> Exercise requirements:
(a) Translate this sentence from the speech on offender rehabilitation into French: "It took something like 10 or 15 years to get changes to wheel clamping, which had been abolished in Scotland by one legal decision."
(b) Answer these from the speech on offender rehabilitation:
(i) Outside the United Kingdom, in which country have right-wing and left-wing politicians worked together on schemes for rehabilitating offenders?
(ii) Which department was the wheel clamping issue finally transferred to?
(iii) For about how long had the speaker's constituent been doing a civil service job on a temporary basis?
(c) Continue the speech on offender rehabilitation from its last sentence.

> Page text:
───

That was in response to a

“recent Court of Appeal judgment in the case of R.”

This has been going on and on.

The changes today are welcome, as my right hon. Friend the Member for Tottenham said, but they still do not go far enough. It is still the case that, if people commit slightly more serious offences in their teen years, that dogs them all through their life. Indeed, some of the Supreme Court cases demonstrate that. These anomalies and problems will emerge, and I would hope, without too much expectation, that the Department might respond much more quickly than it has. The situation has gone on far too long.

It has become clear in the exchanges we have had that the issue is not even one that divides the parties, uniting those on the right of the Conservative party and the left of the Labour party. That is not, by the way, unique to the United Kingdom. In the United States, right-wing Republicans and left-wing Democrats have united in working together to introduce schemes for the rehabilitation of offenders, recognising a major social problem and an economic issue.

It is only the Department, and the stubbornness of officials, that have held things back. I have had agreement in the past between the Secretary of State for Justice and the Home Secretary. The trouble was they got moved, and we had to start all over again. At the same time, the matter was dragged back by the officials, who would not move.

That is not unprecedented, by the way, in dealing with such issues. It took something like 10 or 15 years to get changes to wheel clamping, which had been abolished in Scotland by one legal decision. Yet again, after going all the way through the Home Office, the issue finally got transferred to the Department for Transport and we managed to get the changes and prevent wheel clamping on private land.

We cannot afford to behave like that, because the issue is extremely important. Everyone accepts that an essential condition for rehabilitation, which I think we all accept is desirable, just and necessary, enabling offenders to play their part in a law-abiding society, is to have a job and a stable relationship—the second of which is often dependent on the first—as well as being able to move into that job fairly rapidly.

I was interested in the intervention by the hon. Member for Eddisbury, and I pay tribute to the incredible work done by the company that he is associated with, precisely in recognising that. I only wish that more employers would follow through in the same way. He made an important point and asked that employers should look at the person.

Unfortunately, that is where I think the Minister was slightly naive. All that many employers look at is whether the boxes are ticked. Is the age box ticked? If someone is over a certain age, employers do not even look at them. There is a new way of doing that: employers ask for qualifications. For jobs where there is no reason to want A-levels, they want them. Alternatively, they require a degree-level person for a job. What does that say? It says that older people need not apply, because we look at the increase in the number of people taking A-levels and degrees, and we will see that there is a very definite age bias, so again they are excluded.

As for people with a disability, regardless of whether or not that disability prevents them from doing the job, too many employers—including some in the public sector, for all their pretensions—will not look at the person and think, “They can’t take this particular exam; they can’t do the job.” I once had a case of a constituent who had been doing a civil service job on a temporary basis for about four years. Their union reps tried everything to get them the job, but no, because the civil service rules said that they first had to take an exam, but because of their disability, which was a mental disability, they could not do that, but they had worked out a coping mechanism.

───

> Data listing:
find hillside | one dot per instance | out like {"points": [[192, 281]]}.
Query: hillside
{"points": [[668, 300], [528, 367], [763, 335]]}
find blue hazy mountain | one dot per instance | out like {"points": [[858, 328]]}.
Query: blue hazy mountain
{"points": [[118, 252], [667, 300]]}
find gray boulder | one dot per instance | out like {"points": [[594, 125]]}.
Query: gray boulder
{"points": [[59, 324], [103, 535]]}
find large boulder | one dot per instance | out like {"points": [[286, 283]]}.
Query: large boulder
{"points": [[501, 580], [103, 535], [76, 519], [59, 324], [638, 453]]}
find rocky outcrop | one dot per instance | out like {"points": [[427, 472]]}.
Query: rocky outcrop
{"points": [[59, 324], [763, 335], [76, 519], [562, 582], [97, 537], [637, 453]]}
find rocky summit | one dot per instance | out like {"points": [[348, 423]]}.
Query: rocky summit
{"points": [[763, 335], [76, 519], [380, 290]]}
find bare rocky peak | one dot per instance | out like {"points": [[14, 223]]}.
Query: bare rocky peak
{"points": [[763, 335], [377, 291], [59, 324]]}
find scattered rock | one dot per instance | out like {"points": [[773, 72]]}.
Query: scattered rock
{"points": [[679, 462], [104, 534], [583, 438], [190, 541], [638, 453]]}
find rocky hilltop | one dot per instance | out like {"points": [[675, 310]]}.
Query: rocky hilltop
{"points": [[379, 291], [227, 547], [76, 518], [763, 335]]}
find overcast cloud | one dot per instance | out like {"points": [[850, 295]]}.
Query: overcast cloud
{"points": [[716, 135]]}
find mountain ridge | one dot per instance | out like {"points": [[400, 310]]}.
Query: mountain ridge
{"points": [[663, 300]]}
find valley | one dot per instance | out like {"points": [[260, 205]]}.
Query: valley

───

> Outputs for the tasks:
(a) Il a fallu quelque chose comme 10 ou 15 ans pour obtenir des changements concernant les sabots de Denver, qui avaient été abolis en Écosse par une seule décision de justice.

(b)
(i) The United States
(ii) The Department for Transport
(iii) About four years

(c)
This behaviour is immoral, unjust and incredibly economically inefficient. However, there is another factor coming in. For quite a while now, we have had the issue that for too many employers the easy option has been not to look at the person but just to say, “Well, they have got some conviction.” They will then pick up the phone to the agency, which will pick up the phone to Warsaw, and all they will do is just import labour to do the work. Now, with the rapid increase in unemployment—we are already seeing that feeding through into reducing wage rates, indicating a surplus of supply over demand—we will be seeing the same thing, with employers taking the easy route. If somebody cannot tick the box, the employer does not even look at them. I think we will have to return to this issue, although this measure actually enables us to make decent progress.

I take issue with the Minister’s point about timeliness. The Lammy report, which my right hon. Friend the Member for Tottenham himself referred to very modestly, was a seminal report produced at the request of the then Conservative Prime Minister in 2017. The Minister referred to the Supreme Court’s judgment of January 2019. We are now in September 2020. Why has it taken the Department so long, given that they knew all the issues that were involved, because they had been dealt with by the Court of Appeal? All that was being asked for was some final validation by the Supreme Court.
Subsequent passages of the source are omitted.